Transcribe the part of the Day 24 log starting with "Alpha/beta Progressing" and going on through "her female energy.".

===== Source passage =====

Day 24
Cool, so I just got out of a session with my female sex coach and I should say; for the last two weeks since I started on a program she recorded for me she is always excited to see me and the professional mature women is gone out the door. She acts like a horny teenage girl in love, we really kick it though.
Alpha/beta Progressing
What’s awesome is she a hypo dominatrix and she really into the dominant role and like women dominant relationships. But I seem to have become more alpha and “overwhelm” her female energy.
An example of this is the fact that she was supposed to record the session and send them to me but I got the coaching at haft price so I felt I didn’t deserve to ask for her to record it, but after 2-3 months I have changed so dramatically that today she said she couldn’t because she was using her laptop that didn’t have the software and I pushed her to download audacity and she recorded the session.
“Life is harsh only for those who fail to assert themselves” read it somewhere.
I seem to have changed my mind about the dynamics of relationships a lot, some ones always has to take the lead and nature choose a man. But today men give all the power always to hot women making alphas seem even more attractive than normal.
I have been looking at these guys who are into polygamy and some of them have 3-6 hot loyal girlfriends/wives then there’s guys shy to even talk about sex with avg looking girls and take they shit in a relationship, somethings gotta give.
Approaching syndrome
So I started off a few months ago feeling like I was going to die when reading the “How to be an alpha male”. I mean my stress levels where thru the roof. I was picturing my skinny, big belly, scruffy looking, and insecure short tiny self-approaching these hot, superior, chased after goddesses. You can imagine the outcomes that naturally came out of it.
But now I approached this girl and asked where I can get heroine from just because I was bored and wanted to see how she would react. I can honestly say I have overcome this issue, I am far from mastering it but when I feel the fear I get happy it makes me feel alive and gives me fuel to do the thing I fear. I now see myself as a person who deals with his fears and doesn’t shy away from them.
The bus stop girl
I need to work on my voice and accent, I speak low and people find it hard to understand me. But away way there was this blond that I saw on the road taking my walk. She crossed the road and went to the bus stop (I think she sensed my intention?), I crossed and when to speak to her. I had to repeated myself as she didn’t hear me, but she smelled of booze and it was like 9pm (bad time to practice this stuff on weekdays on roads).

===== Record set =====

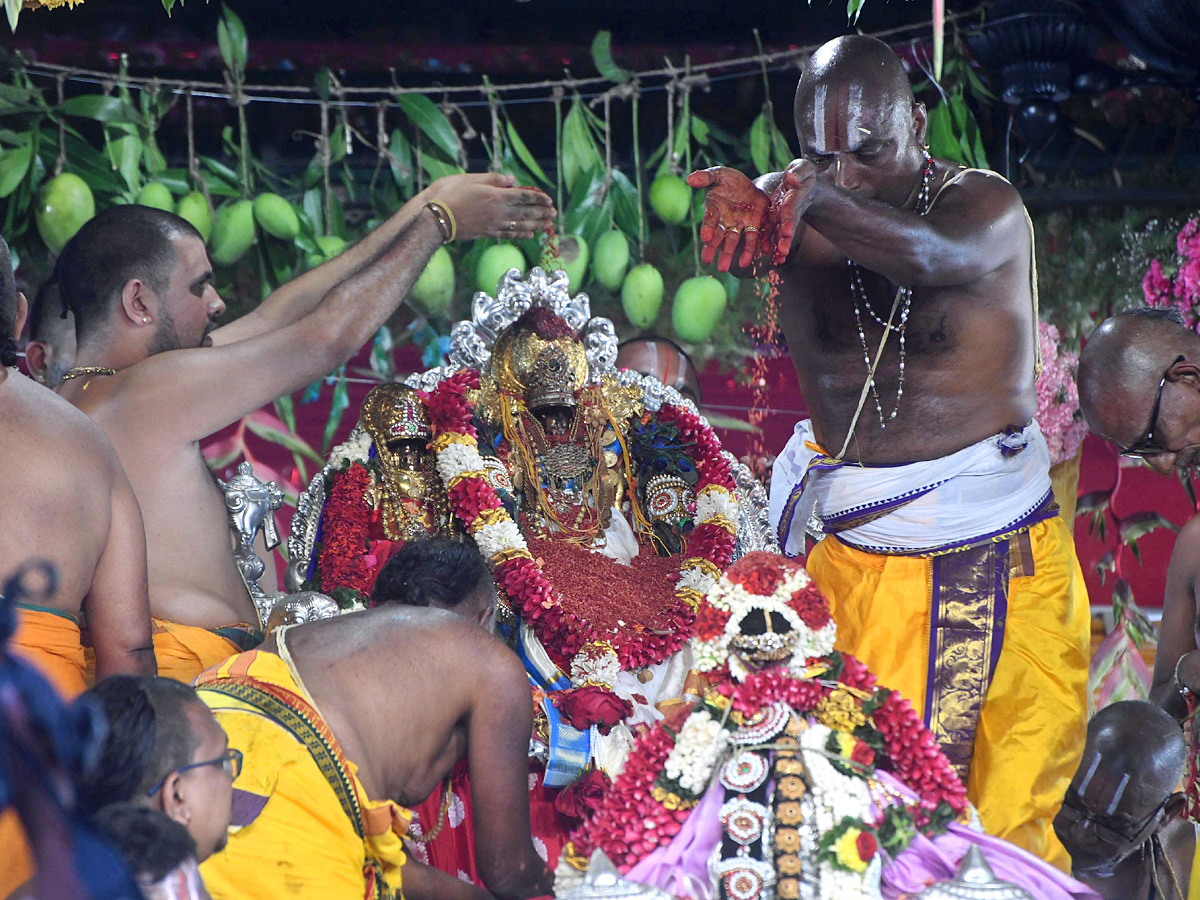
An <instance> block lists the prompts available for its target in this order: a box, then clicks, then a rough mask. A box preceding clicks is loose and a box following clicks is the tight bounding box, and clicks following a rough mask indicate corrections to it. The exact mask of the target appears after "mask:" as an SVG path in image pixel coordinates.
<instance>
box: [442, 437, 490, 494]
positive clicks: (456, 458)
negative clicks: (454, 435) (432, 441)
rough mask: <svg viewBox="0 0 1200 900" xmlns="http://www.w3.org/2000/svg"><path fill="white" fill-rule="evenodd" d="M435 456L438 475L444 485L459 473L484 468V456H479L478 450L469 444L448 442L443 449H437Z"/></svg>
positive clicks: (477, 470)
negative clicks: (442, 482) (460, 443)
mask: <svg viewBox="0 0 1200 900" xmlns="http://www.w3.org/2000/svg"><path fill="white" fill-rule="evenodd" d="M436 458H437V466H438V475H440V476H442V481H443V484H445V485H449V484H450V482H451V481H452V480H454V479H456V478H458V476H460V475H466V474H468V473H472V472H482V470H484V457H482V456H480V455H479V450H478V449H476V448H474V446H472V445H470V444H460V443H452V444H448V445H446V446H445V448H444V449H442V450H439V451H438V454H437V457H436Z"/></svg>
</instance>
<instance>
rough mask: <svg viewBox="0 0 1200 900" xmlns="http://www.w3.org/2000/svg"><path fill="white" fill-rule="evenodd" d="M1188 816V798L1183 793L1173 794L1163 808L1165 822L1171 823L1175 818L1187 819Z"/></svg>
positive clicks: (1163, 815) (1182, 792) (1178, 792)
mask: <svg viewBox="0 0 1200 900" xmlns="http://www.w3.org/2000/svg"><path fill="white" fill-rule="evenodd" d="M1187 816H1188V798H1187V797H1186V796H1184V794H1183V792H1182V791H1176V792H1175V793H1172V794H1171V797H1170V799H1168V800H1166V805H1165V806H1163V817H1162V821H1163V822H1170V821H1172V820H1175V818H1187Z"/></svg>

=====
===== Record set =====

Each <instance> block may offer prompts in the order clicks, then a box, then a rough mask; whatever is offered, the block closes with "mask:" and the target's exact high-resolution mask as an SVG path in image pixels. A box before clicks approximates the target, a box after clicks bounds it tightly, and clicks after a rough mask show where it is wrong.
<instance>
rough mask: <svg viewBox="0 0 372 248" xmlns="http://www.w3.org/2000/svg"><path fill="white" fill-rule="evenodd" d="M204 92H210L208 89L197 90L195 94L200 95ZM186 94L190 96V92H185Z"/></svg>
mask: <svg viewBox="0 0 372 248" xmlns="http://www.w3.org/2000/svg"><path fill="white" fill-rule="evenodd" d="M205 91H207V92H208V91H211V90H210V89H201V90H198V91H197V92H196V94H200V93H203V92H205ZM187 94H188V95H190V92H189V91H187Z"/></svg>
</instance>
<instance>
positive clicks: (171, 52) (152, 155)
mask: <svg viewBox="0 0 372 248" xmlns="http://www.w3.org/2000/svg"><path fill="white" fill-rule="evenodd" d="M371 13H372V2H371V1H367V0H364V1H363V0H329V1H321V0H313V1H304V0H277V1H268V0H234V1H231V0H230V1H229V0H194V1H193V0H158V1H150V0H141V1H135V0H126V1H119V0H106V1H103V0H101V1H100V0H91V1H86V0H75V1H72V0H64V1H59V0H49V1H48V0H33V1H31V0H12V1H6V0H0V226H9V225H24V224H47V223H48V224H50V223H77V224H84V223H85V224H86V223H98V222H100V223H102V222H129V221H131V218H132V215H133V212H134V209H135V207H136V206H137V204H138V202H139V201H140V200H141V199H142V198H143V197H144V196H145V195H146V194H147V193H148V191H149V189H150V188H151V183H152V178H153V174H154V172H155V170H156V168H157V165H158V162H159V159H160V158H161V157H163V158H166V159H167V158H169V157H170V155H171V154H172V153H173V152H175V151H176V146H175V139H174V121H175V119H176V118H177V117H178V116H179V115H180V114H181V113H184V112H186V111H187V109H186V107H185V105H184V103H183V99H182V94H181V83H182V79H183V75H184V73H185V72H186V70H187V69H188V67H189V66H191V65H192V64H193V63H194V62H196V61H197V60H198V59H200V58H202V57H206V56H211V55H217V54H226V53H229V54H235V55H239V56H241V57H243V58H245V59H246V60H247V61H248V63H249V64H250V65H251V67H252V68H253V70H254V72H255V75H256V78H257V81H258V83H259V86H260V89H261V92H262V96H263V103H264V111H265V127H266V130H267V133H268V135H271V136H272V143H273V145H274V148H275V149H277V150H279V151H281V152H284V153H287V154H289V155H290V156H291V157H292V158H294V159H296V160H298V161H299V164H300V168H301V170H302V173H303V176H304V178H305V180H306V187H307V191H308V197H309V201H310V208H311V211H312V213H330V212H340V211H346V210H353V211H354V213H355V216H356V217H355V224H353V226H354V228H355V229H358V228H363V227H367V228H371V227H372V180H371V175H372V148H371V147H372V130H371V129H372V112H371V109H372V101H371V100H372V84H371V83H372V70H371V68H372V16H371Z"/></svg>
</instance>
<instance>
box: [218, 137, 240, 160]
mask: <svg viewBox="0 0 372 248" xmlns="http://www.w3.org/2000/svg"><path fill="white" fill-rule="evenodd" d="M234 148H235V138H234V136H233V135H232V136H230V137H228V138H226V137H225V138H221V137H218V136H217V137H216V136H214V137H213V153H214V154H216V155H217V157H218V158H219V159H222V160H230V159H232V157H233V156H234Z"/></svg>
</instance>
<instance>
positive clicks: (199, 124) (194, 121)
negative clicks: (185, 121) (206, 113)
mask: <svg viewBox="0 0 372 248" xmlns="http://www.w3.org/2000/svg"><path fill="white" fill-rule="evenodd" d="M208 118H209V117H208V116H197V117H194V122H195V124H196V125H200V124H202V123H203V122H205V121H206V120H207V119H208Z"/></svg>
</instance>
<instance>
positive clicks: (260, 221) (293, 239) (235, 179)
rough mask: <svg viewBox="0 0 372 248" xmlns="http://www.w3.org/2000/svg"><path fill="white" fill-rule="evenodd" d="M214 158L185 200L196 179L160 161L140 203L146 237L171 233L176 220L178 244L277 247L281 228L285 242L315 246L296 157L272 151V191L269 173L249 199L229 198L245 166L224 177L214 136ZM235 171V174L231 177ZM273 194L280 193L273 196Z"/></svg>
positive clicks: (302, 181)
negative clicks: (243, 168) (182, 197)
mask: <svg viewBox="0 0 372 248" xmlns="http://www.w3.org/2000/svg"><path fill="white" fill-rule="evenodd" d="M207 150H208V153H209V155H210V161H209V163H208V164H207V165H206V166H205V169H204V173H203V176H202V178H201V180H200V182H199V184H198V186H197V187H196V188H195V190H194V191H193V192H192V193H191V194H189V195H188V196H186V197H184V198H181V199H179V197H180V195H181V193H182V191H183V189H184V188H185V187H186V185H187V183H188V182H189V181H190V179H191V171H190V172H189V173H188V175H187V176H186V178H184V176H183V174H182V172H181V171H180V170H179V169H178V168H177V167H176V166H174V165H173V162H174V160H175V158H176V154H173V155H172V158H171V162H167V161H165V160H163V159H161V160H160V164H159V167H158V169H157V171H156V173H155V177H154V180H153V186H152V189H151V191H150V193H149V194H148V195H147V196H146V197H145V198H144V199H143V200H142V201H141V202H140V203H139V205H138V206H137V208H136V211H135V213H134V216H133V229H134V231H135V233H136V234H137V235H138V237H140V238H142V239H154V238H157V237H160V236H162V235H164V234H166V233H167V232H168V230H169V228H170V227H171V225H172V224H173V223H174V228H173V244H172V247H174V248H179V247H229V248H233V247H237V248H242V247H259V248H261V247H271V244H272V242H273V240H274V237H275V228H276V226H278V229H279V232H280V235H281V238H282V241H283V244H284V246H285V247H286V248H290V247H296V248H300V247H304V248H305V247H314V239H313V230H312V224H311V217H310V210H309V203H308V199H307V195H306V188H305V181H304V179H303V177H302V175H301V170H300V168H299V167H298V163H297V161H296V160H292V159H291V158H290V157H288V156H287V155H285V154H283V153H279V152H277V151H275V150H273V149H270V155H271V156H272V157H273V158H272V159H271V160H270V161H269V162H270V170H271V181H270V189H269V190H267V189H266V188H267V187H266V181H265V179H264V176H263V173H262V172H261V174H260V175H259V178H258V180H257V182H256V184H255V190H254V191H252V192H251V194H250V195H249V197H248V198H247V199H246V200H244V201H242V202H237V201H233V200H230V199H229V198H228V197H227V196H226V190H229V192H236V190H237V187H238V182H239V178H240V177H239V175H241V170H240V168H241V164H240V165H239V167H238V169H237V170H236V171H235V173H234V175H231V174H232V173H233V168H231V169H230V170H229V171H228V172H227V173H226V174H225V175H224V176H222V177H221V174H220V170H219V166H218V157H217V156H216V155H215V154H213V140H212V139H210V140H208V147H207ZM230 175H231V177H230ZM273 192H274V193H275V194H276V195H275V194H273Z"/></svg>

=====

**Exercise response:**
Alpha/beta Progressing
What’s awesome is she a hypo dominatrix and she really into the dominant role and like women dominant relationships. But I seem to have become more alpha and “overwhelm” her female energy.